### Try it:
Each entry needs to be retyped exactly.

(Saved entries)

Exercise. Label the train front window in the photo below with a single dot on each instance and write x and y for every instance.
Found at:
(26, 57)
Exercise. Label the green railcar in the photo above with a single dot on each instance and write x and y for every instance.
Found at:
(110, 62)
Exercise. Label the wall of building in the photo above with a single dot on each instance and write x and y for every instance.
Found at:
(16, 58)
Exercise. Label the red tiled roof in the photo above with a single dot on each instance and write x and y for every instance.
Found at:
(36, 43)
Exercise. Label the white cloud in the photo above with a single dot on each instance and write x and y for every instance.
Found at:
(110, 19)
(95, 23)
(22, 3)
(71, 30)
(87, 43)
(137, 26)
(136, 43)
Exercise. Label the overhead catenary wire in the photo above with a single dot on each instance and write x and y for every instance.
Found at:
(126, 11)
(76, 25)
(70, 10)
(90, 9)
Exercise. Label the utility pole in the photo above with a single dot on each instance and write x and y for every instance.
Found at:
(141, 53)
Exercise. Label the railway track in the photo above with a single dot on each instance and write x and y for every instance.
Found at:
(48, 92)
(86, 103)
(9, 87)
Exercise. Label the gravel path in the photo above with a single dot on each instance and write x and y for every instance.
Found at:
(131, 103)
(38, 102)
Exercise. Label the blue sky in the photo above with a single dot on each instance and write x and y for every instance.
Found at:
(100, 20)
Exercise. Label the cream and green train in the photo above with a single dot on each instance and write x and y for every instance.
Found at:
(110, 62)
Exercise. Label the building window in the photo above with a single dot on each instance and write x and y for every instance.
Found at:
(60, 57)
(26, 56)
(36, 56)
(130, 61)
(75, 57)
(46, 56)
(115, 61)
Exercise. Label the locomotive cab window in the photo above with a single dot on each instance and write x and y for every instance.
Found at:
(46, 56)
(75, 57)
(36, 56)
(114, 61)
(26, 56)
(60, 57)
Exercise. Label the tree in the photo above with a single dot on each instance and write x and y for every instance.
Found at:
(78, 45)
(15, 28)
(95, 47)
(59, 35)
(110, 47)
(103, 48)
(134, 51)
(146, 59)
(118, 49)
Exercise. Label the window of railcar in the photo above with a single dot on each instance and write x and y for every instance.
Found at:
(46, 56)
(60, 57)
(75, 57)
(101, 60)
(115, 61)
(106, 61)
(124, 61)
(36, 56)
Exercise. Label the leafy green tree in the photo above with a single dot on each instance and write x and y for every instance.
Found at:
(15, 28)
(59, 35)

### Exercise result:
Exercise. Label the train front window in the photo below with a single dot on each instance and write x and y for every instance.
Found at:
(26, 57)
Exercise. Label the green railcar in the photo above with a single dot on each instance and write x and y for every instance.
Found at:
(110, 62)
Exercise. Label the wall of building in the photo above with a single dot on each instance and write x and y for every instance.
Found at:
(16, 58)
Exercise. Label the red tiled roof in the photo above with a single dot on each instance and write x and y for every instance.
Found at:
(36, 43)
Exercise. Label the white cloud in the photo above with a single dot on each instance and write x and y for every instance.
Found at:
(110, 19)
(95, 23)
(22, 3)
(71, 30)
(87, 43)
(137, 26)
(136, 43)
Exercise. Label the overhead catenary wire in the photo above with a single dot on each instance and write x and y for every instance.
Found at:
(126, 11)
(76, 25)
(70, 10)
(90, 9)
Exercise. Label the utility pole in the photo above with a single dot on each instance and write x and y for every instance.
Found at:
(141, 53)
Exercise. Label the railway track in the photo above with a single dot on each instance and write x and y for every instance.
Found at:
(48, 92)
(86, 103)
(9, 87)
Exercise. Label the gravel path in the photo above with a single dot on each instance and write x and y for every instance.
Found at:
(131, 103)
(38, 102)
Exercise. Label the blue sky in the photo above with a single dot on each instance and write x and y for every instance.
Found at:
(100, 20)
Exercise. Label the cream and green train in the photo above with a single dot on each instance and write x and y for every instance.
Found at:
(110, 62)
Exercise. Label the building window in the photo above with a single dot on each instance and write x and y for every instance.
Found at:
(60, 57)
(26, 56)
(36, 56)
(130, 61)
(75, 57)
(46, 56)
(115, 61)
Exercise. Label the locomotive cab window in the photo above with a single dot on each instance and write x and y for every instance.
Found at:
(46, 56)
(75, 57)
(36, 56)
(114, 61)
(26, 56)
(60, 57)
Exercise. Label the tree in the photo above with a single dot on each instance and write x and y for every instance.
Found at:
(78, 45)
(15, 28)
(95, 47)
(59, 35)
(110, 47)
(103, 48)
(134, 51)
(146, 59)
(118, 49)
Exercise. Label the window of railcar in the photo above with a single dot on each instance and write x and y for every instance.
Found at:
(46, 56)
(60, 57)
(75, 57)
(101, 60)
(115, 61)
(106, 61)
(124, 61)
(36, 56)
Exercise. Label the leafy green tree in the photo above with a single dot on each instance and write x and y for every instance.
Found at:
(15, 28)
(59, 35)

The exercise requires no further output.